**Your objective:** Reproduce word for word the lines of the listing below, beginning with the line that contains "Task: identify the utility" and continuing through the final line of the listing.
____ Provided information
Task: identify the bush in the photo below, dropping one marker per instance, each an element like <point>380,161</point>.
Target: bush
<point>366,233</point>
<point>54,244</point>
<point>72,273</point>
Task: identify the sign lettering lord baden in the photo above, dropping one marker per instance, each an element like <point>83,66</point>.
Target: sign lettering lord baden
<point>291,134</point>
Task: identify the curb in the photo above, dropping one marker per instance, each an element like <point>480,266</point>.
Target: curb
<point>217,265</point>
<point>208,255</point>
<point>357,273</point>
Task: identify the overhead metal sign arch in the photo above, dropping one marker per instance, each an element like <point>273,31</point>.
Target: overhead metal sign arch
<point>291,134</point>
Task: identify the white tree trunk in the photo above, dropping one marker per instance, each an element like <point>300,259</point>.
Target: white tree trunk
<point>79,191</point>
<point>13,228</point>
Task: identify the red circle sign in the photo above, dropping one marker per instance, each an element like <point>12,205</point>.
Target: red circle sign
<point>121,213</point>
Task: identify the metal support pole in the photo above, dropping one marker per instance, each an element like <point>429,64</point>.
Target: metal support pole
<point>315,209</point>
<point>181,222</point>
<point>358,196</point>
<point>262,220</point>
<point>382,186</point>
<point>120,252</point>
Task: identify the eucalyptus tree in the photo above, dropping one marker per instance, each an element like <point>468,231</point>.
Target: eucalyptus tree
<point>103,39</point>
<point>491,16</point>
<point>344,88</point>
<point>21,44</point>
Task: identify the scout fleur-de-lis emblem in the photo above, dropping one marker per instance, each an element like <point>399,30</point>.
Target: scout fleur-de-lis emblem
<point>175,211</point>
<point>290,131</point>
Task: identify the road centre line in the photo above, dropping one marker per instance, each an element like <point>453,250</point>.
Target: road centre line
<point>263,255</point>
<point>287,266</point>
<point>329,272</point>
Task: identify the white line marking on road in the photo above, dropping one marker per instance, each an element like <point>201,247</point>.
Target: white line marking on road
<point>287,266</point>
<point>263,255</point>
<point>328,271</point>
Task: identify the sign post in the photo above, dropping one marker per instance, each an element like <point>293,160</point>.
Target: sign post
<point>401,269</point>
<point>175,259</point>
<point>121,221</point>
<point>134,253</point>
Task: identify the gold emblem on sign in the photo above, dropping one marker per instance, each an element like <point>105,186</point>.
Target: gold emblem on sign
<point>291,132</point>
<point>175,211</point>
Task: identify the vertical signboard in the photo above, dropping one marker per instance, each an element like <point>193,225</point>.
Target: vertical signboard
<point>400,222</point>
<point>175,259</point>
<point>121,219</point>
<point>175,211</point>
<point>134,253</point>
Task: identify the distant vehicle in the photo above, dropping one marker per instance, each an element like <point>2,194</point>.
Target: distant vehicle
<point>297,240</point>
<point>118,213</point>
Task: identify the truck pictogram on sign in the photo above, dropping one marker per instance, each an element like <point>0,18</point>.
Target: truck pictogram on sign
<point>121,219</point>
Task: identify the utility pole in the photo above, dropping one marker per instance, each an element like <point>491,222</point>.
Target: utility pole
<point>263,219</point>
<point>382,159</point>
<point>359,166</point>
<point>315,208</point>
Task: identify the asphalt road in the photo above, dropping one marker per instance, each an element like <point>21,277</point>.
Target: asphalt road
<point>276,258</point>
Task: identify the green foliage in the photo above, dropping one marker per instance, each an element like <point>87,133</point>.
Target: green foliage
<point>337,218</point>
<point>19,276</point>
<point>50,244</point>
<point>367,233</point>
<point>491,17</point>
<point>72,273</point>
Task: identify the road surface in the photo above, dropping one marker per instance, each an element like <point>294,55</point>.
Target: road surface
________
**Task result:**
Task: identify the utility pole in the photo above, dropping one marker per instance, each an element like <point>491,222</point>.
Target: utility pole
<point>263,219</point>
<point>382,159</point>
<point>359,166</point>
<point>315,208</point>
Task: identify the asphalt road in the photo above, dropping one marker per instance, each an element like <point>21,277</point>.
Target: asphalt road
<point>276,258</point>
Task: identify the green foliage in the photo above, dropping one marker per instance, each an element like <point>87,133</point>.
Target: green foliage
<point>337,218</point>
<point>19,276</point>
<point>50,244</point>
<point>367,233</point>
<point>491,17</point>
<point>72,273</point>
Task: identify the road surface in the photo above, dropping one marker per instance, each an element like <point>294,55</point>.
Target: road surface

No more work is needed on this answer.